((
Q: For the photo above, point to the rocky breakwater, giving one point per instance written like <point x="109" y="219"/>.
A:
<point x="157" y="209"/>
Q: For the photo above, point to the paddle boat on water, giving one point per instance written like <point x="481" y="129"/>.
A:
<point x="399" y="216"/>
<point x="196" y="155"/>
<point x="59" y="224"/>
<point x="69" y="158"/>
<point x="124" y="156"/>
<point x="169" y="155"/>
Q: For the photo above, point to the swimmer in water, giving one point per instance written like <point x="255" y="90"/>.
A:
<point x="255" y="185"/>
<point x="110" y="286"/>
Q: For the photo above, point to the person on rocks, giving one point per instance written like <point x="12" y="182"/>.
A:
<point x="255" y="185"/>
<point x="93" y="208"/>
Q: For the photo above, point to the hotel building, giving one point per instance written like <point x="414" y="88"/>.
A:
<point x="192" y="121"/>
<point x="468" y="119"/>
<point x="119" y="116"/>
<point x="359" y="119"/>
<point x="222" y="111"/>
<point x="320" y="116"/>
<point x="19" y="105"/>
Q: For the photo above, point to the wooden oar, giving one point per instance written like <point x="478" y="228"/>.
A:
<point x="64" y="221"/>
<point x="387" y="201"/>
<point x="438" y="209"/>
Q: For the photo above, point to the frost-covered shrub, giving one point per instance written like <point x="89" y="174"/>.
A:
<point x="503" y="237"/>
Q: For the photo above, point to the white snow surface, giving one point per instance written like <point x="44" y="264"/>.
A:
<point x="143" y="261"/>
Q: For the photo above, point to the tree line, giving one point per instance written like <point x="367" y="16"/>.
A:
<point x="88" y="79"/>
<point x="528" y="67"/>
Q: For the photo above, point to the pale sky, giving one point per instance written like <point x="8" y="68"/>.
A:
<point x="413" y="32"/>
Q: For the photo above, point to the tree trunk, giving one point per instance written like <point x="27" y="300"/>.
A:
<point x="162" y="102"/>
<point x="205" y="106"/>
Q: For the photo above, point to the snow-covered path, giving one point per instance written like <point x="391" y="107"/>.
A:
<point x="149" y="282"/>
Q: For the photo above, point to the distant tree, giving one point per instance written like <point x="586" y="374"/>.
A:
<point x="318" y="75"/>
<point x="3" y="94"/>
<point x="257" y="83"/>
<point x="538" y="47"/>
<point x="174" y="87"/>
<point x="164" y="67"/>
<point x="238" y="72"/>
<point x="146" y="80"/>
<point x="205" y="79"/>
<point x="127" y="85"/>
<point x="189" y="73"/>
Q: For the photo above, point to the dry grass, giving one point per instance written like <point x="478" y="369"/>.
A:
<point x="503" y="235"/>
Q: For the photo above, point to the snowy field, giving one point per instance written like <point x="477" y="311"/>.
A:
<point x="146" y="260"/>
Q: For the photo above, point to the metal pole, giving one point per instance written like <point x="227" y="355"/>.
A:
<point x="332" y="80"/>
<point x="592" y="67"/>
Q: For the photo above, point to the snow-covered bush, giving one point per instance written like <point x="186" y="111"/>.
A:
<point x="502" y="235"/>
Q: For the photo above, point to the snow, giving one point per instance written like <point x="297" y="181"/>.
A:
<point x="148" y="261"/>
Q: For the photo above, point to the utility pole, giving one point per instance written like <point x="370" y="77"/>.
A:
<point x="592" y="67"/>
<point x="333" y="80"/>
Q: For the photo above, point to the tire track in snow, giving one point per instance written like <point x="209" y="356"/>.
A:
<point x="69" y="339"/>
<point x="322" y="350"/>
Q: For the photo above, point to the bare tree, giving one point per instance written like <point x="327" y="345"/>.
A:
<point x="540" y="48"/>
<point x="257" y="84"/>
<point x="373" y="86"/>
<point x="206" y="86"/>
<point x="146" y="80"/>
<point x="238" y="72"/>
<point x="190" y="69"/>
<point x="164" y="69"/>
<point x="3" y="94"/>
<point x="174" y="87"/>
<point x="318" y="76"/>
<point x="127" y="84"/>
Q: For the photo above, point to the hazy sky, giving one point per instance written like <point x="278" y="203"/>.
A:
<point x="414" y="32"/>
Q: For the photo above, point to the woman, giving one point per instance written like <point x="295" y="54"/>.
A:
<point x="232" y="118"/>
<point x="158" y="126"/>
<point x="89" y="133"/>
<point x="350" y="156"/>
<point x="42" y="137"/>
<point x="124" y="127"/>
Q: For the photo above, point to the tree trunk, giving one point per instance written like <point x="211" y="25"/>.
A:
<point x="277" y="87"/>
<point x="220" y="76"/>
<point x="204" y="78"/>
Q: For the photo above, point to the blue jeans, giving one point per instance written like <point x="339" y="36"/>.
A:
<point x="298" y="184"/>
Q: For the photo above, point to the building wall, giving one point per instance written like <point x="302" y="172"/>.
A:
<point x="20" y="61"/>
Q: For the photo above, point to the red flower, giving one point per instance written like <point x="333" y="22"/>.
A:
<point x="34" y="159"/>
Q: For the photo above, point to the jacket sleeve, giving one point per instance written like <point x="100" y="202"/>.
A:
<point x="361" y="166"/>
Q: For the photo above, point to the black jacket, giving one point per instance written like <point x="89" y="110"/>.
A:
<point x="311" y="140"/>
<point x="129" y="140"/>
))
WHAT THE TASK REQUIRES: Quote verbatim the line containing "Q: For the photo above, point to the utility" and every line after it through the end of the records above.

FINAL RESULT:
Q: For the photo above, point to the utility pole, giving one point per instance written like <point x="370" y="77"/>.
A:
<point x="592" y="67"/>
<point x="333" y="80"/>
Q: For the photo above, point to the tire track in snow, giving one point per instance written like <point x="209" y="356"/>.
A:
<point x="69" y="339"/>
<point x="322" y="350"/>
Q: For the photo above, point to the bare tree, giving one point per instance written like <point x="327" y="345"/>.
A:
<point x="540" y="48"/>
<point x="257" y="84"/>
<point x="373" y="86"/>
<point x="206" y="86"/>
<point x="146" y="80"/>
<point x="238" y="72"/>
<point x="190" y="69"/>
<point x="164" y="69"/>
<point x="3" y="94"/>
<point x="174" y="87"/>
<point x="318" y="76"/>
<point x="127" y="84"/>
Q: For the photo above, point to the hazy sky, giving one point per instance written like <point x="278" y="203"/>.
A:
<point x="414" y="32"/>
Q: For the photo above, point to the woman, giving one point per instance written like <point x="295" y="54"/>.
A:
<point x="232" y="118"/>
<point x="158" y="126"/>
<point x="89" y="133"/>
<point x="350" y="156"/>
<point x="42" y="137"/>
<point x="124" y="127"/>
Q: For the photo above, point to the tree trunk, giving one point per instance written like <point x="211" y="25"/>.
A:
<point x="277" y="87"/>
<point x="220" y="76"/>
<point x="204" y="78"/>
Q: For the photo above, point to the blue jeans, giving one point per instance written like <point x="339" y="36"/>.
A:
<point x="298" y="184"/>
Q: For the photo above, point to the building wall, giving one point per instance written like <point x="302" y="172"/>.
A:
<point x="20" y="61"/>
Q: For the photo above, point to the red flower, giving one point per instance written like <point x="333" y="22"/>.
A:
<point x="34" y="159"/>
Q: For the photo above, point to the jacket sleeve, giving one point per instance written like <point x="100" y="202"/>.
A:
<point x="361" y="166"/>
Q: For the photo above, point to the black jacket, giving one point per instance written like <point x="89" y="110"/>.
A:
<point x="311" y="140"/>
<point x="129" y="140"/>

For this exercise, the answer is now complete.